Given instruction —
Copy out each of the items below line by line, without changing a single word or character.

Entries for labeling bounding boxes:
# # # # # # #

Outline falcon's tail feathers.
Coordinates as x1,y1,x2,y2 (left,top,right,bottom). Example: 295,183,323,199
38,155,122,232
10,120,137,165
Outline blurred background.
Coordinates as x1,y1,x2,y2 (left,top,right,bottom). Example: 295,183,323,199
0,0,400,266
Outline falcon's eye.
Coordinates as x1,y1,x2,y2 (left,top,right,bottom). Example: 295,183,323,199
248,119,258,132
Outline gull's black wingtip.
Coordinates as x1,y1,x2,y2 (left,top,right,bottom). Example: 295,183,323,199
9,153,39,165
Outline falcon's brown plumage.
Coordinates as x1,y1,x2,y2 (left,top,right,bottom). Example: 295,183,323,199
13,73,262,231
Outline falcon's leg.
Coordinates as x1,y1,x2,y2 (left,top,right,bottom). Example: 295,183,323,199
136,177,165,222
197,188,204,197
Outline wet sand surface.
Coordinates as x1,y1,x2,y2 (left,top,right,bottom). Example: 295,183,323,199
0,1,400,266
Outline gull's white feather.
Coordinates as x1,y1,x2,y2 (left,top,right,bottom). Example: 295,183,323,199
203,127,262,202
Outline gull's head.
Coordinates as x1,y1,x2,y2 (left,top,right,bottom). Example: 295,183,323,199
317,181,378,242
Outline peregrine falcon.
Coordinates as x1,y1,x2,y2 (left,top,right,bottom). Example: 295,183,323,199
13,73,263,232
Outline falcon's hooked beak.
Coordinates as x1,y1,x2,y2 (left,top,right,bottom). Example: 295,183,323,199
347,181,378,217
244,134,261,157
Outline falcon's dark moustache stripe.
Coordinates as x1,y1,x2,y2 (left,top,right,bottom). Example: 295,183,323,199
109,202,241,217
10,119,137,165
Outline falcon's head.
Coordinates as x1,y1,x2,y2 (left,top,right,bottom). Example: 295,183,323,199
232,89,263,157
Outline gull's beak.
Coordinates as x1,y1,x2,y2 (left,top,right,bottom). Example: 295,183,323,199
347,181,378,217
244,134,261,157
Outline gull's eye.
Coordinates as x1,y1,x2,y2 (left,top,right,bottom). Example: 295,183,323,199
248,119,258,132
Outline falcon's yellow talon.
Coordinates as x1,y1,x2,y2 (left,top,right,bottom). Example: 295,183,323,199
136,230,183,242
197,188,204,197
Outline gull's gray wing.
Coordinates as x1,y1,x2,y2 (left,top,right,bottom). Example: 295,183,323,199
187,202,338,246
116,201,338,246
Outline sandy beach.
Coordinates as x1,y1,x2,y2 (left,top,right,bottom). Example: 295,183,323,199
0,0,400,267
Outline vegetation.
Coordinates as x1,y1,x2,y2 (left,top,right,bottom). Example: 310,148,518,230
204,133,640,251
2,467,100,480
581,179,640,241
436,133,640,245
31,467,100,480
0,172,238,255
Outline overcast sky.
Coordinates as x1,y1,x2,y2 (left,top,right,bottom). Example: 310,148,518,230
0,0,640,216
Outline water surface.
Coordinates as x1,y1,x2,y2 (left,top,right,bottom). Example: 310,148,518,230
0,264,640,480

# # # # # # #

Solution to this exercise —
Outline falcon's tail feathers.
Coordinates as x1,y1,x2,y2 (left,top,right,bottom). Example: 295,183,323,199
38,155,122,232
10,120,137,165
Outline blurred background.
Coordinates as x1,y1,x2,y2 (left,top,right,bottom). Example: 295,183,323,199
0,0,400,266
Outline falcon's eye.
Coordinates as x1,y1,x2,y2 (left,top,right,bottom). Example: 295,183,323,199
248,119,258,132
Outline gull's black wingtip.
Coordinates as x1,y1,x2,y2 (left,top,right,bottom). Example: 295,183,323,199
9,153,39,165
Outline falcon's brown plumage.
Coordinates as x1,y1,x2,y2 (left,top,right,bottom). Example: 295,183,323,199
13,73,262,231
Outline falcon's leg.
Coordinates as x1,y1,x2,y2 (left,top,right,bottom). Example: 295,183,323,199
136,177,165,222
197,188,204,197
Outline wet sand surface.
Coordinates as x1,y1,x2,y2 (left,top,right,bottom). Example: 295,183,323,199
0,1,400,266
Outline gull's white feather.
Coordinates as x1,y1,x2,y2 (left,top,right,bottom). Example: 295,183,323,199
203,127,262,202
Outline gull's head.
Coordinates as x1,y1,x2,y2 (left,top,right,bottom). Example: 295,183,323,199
317,181,378,242
Outline peregrine falcon.
Coordinates as x1,y1,x2,y2 (left,top,right,bottom). Example: 295,183,323,199
13,73,263,232
Outline falcon's hooked beak.
Coordinates as x1,y1,x2,y2 (left,top,right,bottom). Example: 295,183,323,199
347,181,378,217
244,134,261,157
Outline falcon's dark moustache stripe.
Coordinates as x1,y1,x2,y2 (left,top,right,bottom). Example: 295,183,323,199
109,202,241,217
10,119,137,165
Outline falcon's head.
Coordinates as x1,y1,x2,y2 (left,top,right,bottom). Example: 295,183,323,199
232,89,263,157
Outline gull's beak.
Coordinates as x1,y1,x2,y2 (left,top,right,bottom). Example: 295,183,323,199
347,181,378,217
244,134,261,157
Outline gull's eye.
Coordinates as x1,y1,x2,y2 (left,top,right,bottom). Example: 295,183,323,199
248,119,258,132
Outline falcon's yellow talon.
Coordinates as x1,y1,x2,y2 (left,top,right,bottom). Example: 295,183,323,199
136,230,183,242
197,188,204,197
Outline gull's gray wing.
Coordinates as x1,y1,x2,y2 (left,top,right,bottom). Example: 295,183,323,199
187,202,338,246
116,201,338,246
Outline sandy beach.
Coordinates as x1,y1,x2,y2 (left,top,right,bottom). Example: 295,183,323,199
0,0,400,267
Outline vegetation.
Coordinates as x1,y1,x2,y2 (left,top,right,bottom). Example: 310,148,518,230
204,133,640,251
2,467,100,480
581,179,640,241
436,133,640,245
31,467,100,480
0,172,238,255
Outline overcast sky.
Coordinates as x1,y1,x2,y2 (left,top,right,bottom). Example: 310,148,518,230
0,0,640,216
Outline water surface.
Coordinates as x1,y1,x2,y2 (left,top,right,bottom). Example: 310,148,518,230
0,264,640,480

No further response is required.